**TEXT SEGMENT**
━━━━━━━━━━━━━━━━━━━━━━━━━━━━━━

That is ptrace_parent() in unlock_parents_siglocks().

Sebastian
Sebastian Andrzej Siewior May 20, 2022, 9:19 a.m. UTC | #5
On 2022-05-18 17:49:50 [-0500], Eric W. Biederman wrote:
> After this set of changes only cgroup_enter_frozen should remain a
> stumbling block for PREEMPT_RT in the ptrace_stop path.

Yes, I can confirm that. I have no systemd-less system at hand which
means I can't boot a kernel without CGROUP support. But after removing
cgroup_{enter|leave}_frozen() in ptrace_stop() I don't see the problems
I saw earlier.

Sebastian
Eric W. Biederman May 20, 2022, 7:32 p.m. UTC | #6
Sebastian Andrzej Siewior <bigeasy@linutronix.de> writes:

> On 2022-05-18 17:49:50 [-0500], Eric W. Biederman wrote:
>> 
>> For ptrace_stop to work on PREEMT_RT no spinlocks can be taken once
>> ptrace_freeze_traced has completed successfully.  Which fundamentally
>> means the lock dance of dropping siglock and grabbing tasklist_lock does
>> not work on PREEMPT_RT.  So I have worked through what is necessary so
>> that tasklist_lock does not need to be grabbed in ptrace_stop after
>> siglock is dropped.
> …
> It took me a while to realise that this is a follow-up I somehow assumed
> that you added a few patches on top. Might have been the yesterday's
> heat. b4 also refused to download this series because the v4 in this
> thread looked newer… Anyway. Both series applied:
>
> | =============================
> | WARNING: suspicious RCU usage
> | 5.18.0-rc7+ #16 Not tainted
> | -----------------------------
> | include/linux/ptrace.h:120 suspicious rcu_dereference_check() usage!
> |
> | other info that might help us debug this:
> |
> | rcu_scheduler_active = 2, debug_locks = 1
> | 2 locks held by ssdd/1734:
> |  #0: ffff88800eaa6918 (&sighand->siglock){....}-{2:2}, at: lock_parents_siglocks+0xf0/0x3b0
> |  #1: ffff88800eaa71d8 (&sighand->siglock/2){....}-{2:2}, at: lock_parents_siglocks+0x115/0x3b0
> |
> | stack backtrace:
> | CPU: 2 PID: 1734 Comm: ssdd Not tainted 5.18.0-rc7+ #16
> | Hardware name: QEMU Standard PC (Q35 + ICH9, 2009), BIOS 1.16.0-debian-1.16.0-4 04/01/2014
> | Call Trace:
> |  <TASK>
> |  dump_stack_lvl+0x45/0x5a
> |  unlock_parents_siglocks+0xb6/0xc0
> |  ptrace_stop+0xb9/0x390
> |  get_signal+0x51c/0x8d0
> |  arch_do_signal_or_restart+0x31/0x750
> |  exit_to_user_mode_prepare+0x157/0x220
> |  irqentry_exit_to_user_mode+0x5/0x50
> |  asm_sysvec_apic_timer_interrupt+0x12/0x20
>
> That is ptrace_parent() in unlock_parents_siglocks().

━━━━━━━━━━━━━━━━━━━━━━━━━━━━━━

**RECORD SET**
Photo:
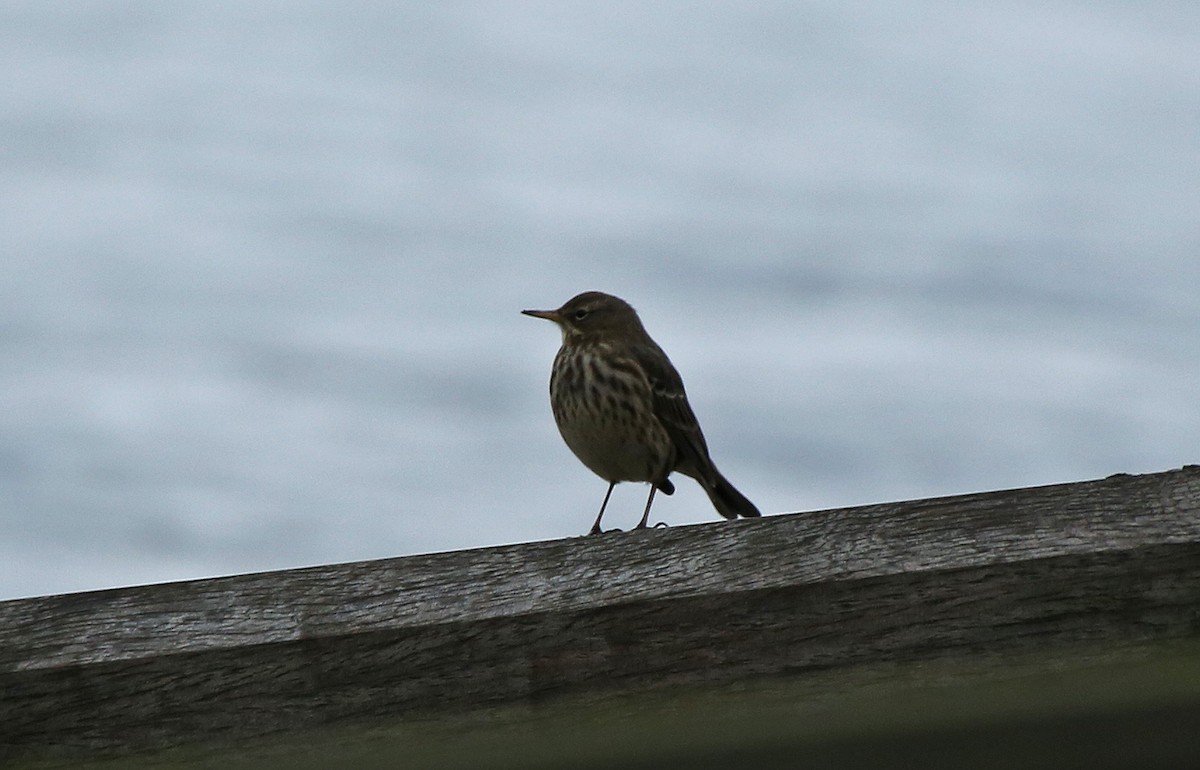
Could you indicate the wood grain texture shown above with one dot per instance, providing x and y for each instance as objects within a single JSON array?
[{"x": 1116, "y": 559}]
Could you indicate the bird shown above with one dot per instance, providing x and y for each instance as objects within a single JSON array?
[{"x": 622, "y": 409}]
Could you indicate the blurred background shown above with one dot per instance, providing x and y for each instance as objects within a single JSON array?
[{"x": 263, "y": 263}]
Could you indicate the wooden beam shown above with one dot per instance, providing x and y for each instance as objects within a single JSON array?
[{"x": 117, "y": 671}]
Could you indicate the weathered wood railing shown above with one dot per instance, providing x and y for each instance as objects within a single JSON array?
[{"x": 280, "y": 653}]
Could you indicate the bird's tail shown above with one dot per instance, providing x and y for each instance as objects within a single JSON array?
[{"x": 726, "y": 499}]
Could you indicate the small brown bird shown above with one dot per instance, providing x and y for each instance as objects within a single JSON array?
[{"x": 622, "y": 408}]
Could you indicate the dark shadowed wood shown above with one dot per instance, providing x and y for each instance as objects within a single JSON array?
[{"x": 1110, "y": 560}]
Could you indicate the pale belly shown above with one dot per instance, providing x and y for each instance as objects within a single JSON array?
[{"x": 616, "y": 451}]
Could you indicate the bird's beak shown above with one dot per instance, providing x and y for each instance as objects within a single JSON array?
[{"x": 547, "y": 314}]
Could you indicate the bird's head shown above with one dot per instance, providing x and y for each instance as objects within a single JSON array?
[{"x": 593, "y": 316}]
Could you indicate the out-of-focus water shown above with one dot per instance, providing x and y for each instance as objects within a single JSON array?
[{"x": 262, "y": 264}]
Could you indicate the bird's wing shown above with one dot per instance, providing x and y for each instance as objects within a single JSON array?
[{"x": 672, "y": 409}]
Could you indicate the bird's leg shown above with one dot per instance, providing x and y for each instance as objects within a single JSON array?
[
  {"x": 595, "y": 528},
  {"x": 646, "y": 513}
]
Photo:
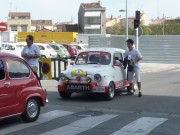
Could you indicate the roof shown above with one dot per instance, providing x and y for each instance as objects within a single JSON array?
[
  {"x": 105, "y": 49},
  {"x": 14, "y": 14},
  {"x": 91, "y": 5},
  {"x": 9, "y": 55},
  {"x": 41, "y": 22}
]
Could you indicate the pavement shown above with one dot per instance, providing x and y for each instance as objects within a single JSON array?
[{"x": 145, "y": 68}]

━━━━━━━━━━━━━━━━━━━━━━━━━━━━━━

**WRITTEN INSTRUCTION 1**
Answer the following from the ptrace_stop discussion, one line each.
(a) Which functions did Sebastian remove from ptrace_stop() before the earlier problems stopped appearing?
(b) Which tool refused to download the series?
(c) What hardware name does the stack backtrace report?
**WRITTEN INSTRUCTION 2**
Render this sentence from the ptrace_stop discussion in German: "I have no systemd-less system at hand which means I can't boot a kernel without CGROUP support."
**WRITTEN INSTRUCTION 3**
Pick up the ptrace_stop discussion after its final line and carry it forward.

**TASK ANSWER 1**
(a) cgroup_{enter|leave}_frozen()
(b) b4
(c) QEMU Standard PC (Q35 + ICH9, 2009)

**TASK ANSWER 2**
Ich habe kein System ohne systemd zur Hand, was bedeutet, dass ich keinen Kernel ohne CGROUP-Unterstützung booten kann.

**TASK ANSWER 3**
How odd.  I thought I had the appropriate lockdep config options enabled
in my test build to catch things like this.  I guess not.

Now I am trying to think how to tell it that holding the appropriate
iglock makes this ok.

Eric
Peter Zijlstra May 20, 2022, 7:58 p.m. UTC | #7
On Fri, May 20, 2022 at 02:32:24PM -0500, Eric W. Biederman wrote:
> Sebastian Andrzej Siewior <bigeasy@linutronix.de> writes:
> 
> > On 2022-05-18 17:49:50 [-0500], Eric W. Biederman wrote:
> >> 
> >> For ptrace_stop to work on PREEMT_RT no spinlocks can be taken once
> >> ptrace_freeze_traced has completed successfully.  Which fundamentally
> >> means the lock dance of dropping siglock and grabbing tasklist_lock does
> >> not work on PREEMPT_RT.  So I have worked through what is necessary so
> >> that tasklist_lock does not need to be grabbed in ptrace_stop after
> >> siglock is dropped.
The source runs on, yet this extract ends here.